Would you repeat all the lines below, exactly as they stand?
(Task data begins)
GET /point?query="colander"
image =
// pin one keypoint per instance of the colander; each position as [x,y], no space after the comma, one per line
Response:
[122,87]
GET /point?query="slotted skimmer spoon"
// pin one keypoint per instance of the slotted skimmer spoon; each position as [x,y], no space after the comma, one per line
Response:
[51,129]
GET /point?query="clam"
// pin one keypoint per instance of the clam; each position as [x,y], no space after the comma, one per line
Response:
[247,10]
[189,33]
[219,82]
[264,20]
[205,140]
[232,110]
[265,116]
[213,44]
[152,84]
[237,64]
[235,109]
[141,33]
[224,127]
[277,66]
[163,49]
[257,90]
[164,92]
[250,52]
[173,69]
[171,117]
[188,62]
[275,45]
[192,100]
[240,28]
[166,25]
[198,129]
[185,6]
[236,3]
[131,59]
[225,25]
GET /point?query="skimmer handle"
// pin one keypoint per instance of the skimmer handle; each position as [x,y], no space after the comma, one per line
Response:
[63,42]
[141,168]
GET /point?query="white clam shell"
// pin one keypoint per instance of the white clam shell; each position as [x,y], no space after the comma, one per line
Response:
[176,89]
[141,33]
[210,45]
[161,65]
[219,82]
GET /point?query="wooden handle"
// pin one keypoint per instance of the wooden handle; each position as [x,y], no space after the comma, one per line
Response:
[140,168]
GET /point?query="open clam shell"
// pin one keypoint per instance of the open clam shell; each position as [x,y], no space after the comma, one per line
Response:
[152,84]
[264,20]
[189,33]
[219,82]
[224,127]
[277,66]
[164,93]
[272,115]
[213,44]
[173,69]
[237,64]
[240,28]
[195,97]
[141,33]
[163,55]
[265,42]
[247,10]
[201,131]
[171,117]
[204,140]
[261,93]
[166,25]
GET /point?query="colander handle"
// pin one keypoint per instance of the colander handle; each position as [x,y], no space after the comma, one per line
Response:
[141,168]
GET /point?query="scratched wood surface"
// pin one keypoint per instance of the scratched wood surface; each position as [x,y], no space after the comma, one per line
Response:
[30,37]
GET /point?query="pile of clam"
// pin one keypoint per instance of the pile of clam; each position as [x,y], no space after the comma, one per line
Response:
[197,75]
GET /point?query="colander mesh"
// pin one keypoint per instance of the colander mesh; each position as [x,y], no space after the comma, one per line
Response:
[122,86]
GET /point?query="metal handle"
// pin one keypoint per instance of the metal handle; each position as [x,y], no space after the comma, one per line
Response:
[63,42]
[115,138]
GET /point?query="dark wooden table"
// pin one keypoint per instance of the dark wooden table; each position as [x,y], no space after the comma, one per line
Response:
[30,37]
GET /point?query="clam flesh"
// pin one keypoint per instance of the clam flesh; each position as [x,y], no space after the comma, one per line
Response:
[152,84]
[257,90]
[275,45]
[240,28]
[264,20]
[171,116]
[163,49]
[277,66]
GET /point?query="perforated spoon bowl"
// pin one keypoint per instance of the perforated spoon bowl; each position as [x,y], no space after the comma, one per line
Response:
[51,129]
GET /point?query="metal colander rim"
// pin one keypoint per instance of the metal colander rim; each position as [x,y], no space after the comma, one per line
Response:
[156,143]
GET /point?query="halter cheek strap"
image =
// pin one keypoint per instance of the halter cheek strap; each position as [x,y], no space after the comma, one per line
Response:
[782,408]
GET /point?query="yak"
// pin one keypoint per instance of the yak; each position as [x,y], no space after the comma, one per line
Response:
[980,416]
(Task data ends)
#### Result for this task
GET /point?query="colander"
image =
// pin one keypoint per instance of the colander; each position as [x,y], no space after the comma, one per line
Response:
[122,87]
GET /point?query="slotted skimmer spoon"
// pin one keypoint per instance of the slotted skimmer spoon; each position as [x,y], no space after the comma, one per line
Response:
[51,129]
GET /point?query="clam"
// pin one keypoint per instance of the clam; each position as [x,y], no space after the comma, one per line
Response:
[247,10]
[189,33]
[219,82]
[264,20]
[205,140]
[232,110]
[265,116]
[213,44]
[152,84]
[237,64]
[235,109]
[141,33]
[224,127]
[277,66]
[163,49]
[257,90]
[164,92]
[250,52]
[173,69]
[171,117]
[188,62]
[275,45]
[192,100]
[240,28]
[166,25]
[198,129]
[185,6]
[236,3]
[131,59]
[225,25]
GET /point?query="skimmer handle"
// pin one keypoint per instance of the skimmer handle; each position as [x,y], no space after the comma, one per line
Response:
[63,42]
[141,168]
GET /point?query="white clam shell"
// pin one keypoint per instance of the white clam shell; each position as [x,y], no space after the comma, one per line
Response:
[176,89]
[141,33]
[210,45]
[161,65]
[219,82]
GET /point?query="wooden handle"
// pin one keypoint per instance of the wooden handle; each position as [x,y], no space after the comma, one per line
Response:
[140,168]
GET /point?query="open clam shell"
// pin one keypoint per instance of the open clam shell; each position as [x,y], no space after the comma, one per line
Response:
[152,84]
[264,20]
[189,33]
[219,82]
[224,127]
[277,66]
[164,93]
[272,115]
[213,44]
[173,69]
[237,64]
[240,28]
[195,97]
[141,33]
[163,55]
[265,42]
[247,10]
[201,131]
[171,117]
[204,140]
[261,93]
[166,25]
GET /point?query="colander handle"
// pin one keypoint per instance of the colander handle; each position as [x,y], no space after the comma, one per line
Response:
[141,168]
GET /point?query="scratched wood surface"
// pin one keypoint per instance of the scratched wood surface; each position as [x,y], no space after the comma, one per line
Response:
[30,37]
GET /point?query="pile of clam"
// pin one keypoint per instance of the pile of clam; each position as [x,y], no space after the comma, one per line
Response:
[197,75]
GET /point?query="colander mesh"
// pin one keypoint per instance of the colander mesh; each position as [x,y], no space after the comma, one per line
Response:
[122,86]
GET /point?query="metal handle"
// pin one keypoint per instance of the metal handle; each position as [x,y], no space after the comma, one per line
Response:
[63,42]
[115,138]
GET /point?query="dark wooden table"
// pin one keypoint per instance of the dark wooden table; each position as [x,y], no space after the comma, one per line
Response:
[30,37]
GET /point?query="clam flesh"
// pin one keypoint per instance of the clam flesh; each position as [x,y], no space after the comma, one per line
Response:
[152,84]
[257,90]
[275,45]
[240,28]
[264,20]
[171,116]
[163,49]
[277,66]
GET /point?query="perforated spoon bowl"
// pin one keypoint per instance of the perforated spoon bowl; each position as [x,y], no space after the comma, one per line
Response:
[51,129]
GET /point?query="metal colander rim"
// pin one keypoint per instance of the metal colander rim; each position as [x,y], no space after the comma, one per line
Response:
[156,143]
GET /point?query="halter cheek strap"
image =
// pin one keypoint per instance of the halter cheek strap; each position as [x,y], no space after the comma, one per line
Response:
[782,408]
GET /point?query="yak"
// pin one keypoint per instance of the yak; each position as [x,y], no space after the comma, one per line
Response:
[980,416]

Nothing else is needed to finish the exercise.